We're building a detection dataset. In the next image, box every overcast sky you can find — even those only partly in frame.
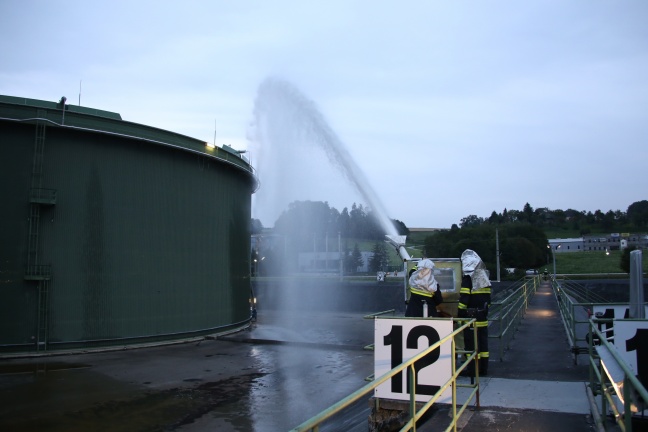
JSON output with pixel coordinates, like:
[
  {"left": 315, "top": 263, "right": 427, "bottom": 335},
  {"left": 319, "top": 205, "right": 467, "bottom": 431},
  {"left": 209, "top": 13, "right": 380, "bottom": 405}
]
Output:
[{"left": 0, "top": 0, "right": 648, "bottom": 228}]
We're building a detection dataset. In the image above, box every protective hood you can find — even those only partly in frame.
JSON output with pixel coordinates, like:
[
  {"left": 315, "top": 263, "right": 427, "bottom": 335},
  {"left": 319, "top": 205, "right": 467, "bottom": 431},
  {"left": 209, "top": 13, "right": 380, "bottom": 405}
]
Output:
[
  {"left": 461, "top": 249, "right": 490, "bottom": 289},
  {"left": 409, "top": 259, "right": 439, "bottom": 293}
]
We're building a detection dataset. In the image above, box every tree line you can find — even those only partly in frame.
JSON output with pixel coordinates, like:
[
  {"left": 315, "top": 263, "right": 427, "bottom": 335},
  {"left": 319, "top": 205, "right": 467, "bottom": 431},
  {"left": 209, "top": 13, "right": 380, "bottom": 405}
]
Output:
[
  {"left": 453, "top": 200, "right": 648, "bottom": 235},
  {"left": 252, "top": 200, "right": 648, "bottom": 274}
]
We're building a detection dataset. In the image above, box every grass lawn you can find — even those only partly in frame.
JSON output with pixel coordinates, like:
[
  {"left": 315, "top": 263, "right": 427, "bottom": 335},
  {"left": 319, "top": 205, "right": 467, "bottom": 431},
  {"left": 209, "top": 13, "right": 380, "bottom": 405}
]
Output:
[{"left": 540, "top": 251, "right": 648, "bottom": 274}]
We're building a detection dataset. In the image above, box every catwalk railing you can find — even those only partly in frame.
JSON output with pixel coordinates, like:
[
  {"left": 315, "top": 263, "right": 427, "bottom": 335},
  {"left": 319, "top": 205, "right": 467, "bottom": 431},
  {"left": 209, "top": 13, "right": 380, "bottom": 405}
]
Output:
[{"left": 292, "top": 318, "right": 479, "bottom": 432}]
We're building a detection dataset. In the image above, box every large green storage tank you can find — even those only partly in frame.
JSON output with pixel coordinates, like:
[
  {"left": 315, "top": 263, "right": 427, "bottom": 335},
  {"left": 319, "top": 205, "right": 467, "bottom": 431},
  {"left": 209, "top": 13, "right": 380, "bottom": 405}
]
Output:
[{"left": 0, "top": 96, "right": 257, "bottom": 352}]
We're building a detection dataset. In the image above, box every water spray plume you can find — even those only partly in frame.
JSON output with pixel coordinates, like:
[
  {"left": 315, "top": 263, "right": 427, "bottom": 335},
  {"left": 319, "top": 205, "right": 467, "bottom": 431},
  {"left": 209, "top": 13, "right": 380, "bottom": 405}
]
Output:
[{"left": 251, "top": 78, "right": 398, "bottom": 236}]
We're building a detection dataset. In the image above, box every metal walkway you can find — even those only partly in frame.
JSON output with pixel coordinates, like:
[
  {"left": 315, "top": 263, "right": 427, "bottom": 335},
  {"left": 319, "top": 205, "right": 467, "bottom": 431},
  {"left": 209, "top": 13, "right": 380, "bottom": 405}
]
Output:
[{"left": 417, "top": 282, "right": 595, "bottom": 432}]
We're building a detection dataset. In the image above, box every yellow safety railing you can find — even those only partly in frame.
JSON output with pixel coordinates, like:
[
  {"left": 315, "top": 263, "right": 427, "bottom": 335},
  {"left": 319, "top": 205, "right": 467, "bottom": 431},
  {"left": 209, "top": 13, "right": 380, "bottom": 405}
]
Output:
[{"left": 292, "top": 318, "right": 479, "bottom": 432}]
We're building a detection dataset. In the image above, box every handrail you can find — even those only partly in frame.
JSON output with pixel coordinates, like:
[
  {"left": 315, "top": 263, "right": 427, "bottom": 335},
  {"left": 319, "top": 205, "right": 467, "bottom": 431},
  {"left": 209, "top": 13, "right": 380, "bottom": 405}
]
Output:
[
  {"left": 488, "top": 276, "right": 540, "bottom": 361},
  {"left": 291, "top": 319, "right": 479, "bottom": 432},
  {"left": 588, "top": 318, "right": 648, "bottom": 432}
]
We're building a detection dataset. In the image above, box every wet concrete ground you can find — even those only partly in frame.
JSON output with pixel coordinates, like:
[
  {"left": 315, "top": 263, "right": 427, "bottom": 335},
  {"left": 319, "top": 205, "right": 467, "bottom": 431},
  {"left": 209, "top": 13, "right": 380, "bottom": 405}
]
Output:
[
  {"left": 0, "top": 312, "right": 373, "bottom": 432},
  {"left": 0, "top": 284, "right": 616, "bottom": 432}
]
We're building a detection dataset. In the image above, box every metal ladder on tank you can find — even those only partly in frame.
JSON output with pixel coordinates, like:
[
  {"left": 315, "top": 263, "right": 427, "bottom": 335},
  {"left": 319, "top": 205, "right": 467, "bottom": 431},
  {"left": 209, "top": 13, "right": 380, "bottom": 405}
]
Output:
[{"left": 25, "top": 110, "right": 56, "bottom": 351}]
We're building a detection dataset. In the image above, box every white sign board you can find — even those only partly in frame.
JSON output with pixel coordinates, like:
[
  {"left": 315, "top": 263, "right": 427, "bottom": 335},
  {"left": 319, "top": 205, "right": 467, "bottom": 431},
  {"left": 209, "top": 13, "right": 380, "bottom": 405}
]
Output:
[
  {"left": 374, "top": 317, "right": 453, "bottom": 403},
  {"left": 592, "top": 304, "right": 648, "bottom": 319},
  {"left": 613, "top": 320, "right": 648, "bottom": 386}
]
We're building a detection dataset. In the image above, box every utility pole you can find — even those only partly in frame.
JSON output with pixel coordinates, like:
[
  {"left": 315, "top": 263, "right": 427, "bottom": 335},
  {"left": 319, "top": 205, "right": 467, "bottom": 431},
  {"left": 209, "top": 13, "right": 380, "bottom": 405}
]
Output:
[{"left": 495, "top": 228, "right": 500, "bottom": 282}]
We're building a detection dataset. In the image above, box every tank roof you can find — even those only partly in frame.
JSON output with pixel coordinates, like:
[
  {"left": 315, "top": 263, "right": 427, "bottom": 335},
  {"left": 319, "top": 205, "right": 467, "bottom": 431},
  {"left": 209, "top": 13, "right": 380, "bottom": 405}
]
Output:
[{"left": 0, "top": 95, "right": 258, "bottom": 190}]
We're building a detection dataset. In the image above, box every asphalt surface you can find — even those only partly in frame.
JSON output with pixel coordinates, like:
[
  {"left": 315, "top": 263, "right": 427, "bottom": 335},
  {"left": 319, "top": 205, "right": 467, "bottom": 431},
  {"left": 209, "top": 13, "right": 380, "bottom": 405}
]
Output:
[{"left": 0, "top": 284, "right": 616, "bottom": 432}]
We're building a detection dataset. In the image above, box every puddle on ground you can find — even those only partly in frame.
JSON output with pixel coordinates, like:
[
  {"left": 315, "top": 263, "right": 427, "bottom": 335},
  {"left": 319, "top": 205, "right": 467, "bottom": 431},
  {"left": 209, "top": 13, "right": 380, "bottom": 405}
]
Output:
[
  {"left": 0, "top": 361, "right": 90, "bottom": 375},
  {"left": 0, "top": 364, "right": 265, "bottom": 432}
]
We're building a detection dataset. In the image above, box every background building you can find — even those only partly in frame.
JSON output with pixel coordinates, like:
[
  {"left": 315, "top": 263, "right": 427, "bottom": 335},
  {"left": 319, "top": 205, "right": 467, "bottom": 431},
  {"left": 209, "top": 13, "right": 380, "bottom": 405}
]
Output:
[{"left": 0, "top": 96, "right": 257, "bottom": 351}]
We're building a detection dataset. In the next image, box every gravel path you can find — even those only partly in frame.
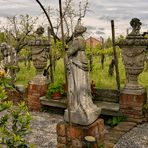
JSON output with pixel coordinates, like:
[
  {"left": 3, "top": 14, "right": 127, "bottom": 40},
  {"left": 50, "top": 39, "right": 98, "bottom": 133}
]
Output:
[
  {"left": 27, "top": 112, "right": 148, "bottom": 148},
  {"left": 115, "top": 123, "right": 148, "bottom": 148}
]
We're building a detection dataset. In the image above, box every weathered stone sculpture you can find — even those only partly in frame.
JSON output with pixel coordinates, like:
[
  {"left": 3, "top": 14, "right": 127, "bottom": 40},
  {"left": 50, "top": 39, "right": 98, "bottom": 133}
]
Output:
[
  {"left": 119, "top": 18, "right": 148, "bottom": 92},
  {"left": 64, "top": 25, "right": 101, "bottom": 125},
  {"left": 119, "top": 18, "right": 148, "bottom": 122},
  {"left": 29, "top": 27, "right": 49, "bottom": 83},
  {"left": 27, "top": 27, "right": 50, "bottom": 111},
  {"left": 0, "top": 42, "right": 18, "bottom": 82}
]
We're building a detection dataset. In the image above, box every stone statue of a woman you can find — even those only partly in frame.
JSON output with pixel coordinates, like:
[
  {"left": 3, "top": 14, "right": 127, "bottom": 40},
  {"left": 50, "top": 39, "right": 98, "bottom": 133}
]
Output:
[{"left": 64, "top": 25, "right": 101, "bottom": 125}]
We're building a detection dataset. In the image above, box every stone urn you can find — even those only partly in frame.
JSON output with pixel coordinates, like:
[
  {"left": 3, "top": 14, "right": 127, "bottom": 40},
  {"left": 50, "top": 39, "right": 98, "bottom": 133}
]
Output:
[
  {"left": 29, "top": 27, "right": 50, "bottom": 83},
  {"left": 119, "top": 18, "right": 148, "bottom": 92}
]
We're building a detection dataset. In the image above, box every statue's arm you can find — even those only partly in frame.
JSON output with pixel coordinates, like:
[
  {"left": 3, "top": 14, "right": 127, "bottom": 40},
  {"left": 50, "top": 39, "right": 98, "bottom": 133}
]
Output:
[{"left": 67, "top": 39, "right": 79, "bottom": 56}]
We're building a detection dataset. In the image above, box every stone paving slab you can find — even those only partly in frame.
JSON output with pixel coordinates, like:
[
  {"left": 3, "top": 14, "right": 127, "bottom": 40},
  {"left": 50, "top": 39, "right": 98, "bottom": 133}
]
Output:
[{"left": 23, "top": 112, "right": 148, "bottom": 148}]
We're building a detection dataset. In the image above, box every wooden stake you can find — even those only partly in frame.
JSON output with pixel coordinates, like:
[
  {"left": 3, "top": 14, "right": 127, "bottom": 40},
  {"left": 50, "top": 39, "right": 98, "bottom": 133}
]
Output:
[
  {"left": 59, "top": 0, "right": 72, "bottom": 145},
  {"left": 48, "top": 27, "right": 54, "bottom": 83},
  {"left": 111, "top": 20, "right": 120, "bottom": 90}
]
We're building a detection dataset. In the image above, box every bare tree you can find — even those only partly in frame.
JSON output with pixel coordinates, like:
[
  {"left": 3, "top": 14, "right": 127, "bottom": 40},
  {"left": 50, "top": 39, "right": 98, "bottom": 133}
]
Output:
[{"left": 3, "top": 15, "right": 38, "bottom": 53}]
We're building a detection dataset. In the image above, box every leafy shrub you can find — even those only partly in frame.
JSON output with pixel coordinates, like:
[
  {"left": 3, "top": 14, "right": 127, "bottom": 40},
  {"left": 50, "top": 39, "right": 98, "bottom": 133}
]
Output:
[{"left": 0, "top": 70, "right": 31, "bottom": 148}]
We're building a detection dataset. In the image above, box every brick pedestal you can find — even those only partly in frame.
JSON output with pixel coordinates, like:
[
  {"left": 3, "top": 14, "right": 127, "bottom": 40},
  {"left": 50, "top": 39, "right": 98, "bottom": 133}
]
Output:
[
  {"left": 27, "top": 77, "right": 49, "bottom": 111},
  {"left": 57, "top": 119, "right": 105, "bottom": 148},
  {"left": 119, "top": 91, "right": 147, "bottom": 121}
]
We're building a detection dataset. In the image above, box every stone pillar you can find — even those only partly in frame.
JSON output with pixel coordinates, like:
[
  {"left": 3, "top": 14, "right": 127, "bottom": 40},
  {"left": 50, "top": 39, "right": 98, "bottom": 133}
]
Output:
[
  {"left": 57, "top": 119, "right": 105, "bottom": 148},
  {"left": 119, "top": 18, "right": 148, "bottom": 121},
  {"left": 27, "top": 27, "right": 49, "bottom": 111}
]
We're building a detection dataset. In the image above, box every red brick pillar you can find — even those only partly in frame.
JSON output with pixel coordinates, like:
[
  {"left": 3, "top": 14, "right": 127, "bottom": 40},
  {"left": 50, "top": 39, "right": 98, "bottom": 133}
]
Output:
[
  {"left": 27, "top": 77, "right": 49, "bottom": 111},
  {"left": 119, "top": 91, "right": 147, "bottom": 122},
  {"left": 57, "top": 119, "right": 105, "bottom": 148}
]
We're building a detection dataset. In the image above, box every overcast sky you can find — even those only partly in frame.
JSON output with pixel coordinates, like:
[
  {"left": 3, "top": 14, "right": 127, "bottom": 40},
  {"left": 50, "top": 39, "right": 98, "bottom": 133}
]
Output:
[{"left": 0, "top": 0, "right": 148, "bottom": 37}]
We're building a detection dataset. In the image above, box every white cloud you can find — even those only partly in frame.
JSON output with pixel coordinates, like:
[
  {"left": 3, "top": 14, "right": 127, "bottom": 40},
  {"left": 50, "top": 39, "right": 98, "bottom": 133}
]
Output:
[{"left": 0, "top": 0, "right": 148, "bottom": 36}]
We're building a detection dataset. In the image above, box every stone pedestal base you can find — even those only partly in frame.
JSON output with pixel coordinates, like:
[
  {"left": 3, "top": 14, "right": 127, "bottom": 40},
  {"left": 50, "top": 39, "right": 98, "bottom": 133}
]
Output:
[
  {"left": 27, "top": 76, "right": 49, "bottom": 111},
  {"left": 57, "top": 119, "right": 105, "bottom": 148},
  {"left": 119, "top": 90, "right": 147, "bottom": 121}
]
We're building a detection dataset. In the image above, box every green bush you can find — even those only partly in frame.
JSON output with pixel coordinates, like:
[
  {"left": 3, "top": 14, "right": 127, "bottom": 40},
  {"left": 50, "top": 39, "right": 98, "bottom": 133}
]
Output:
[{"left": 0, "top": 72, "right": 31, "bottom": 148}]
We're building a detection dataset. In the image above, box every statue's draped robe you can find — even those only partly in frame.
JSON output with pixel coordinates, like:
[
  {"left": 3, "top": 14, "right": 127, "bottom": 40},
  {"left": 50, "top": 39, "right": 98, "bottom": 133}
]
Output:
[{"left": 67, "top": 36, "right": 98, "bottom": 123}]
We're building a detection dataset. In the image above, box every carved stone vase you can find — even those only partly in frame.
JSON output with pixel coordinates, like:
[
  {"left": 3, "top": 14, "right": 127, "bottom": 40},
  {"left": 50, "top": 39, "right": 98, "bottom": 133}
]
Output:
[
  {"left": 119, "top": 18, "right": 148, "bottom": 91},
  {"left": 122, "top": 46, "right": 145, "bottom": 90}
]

*YOUR GOAL*. Count the lines in the entries that contain the word "white", treating uppercase and lowercase as different. Reply with the number only.

*FINAL ANSWER*. 2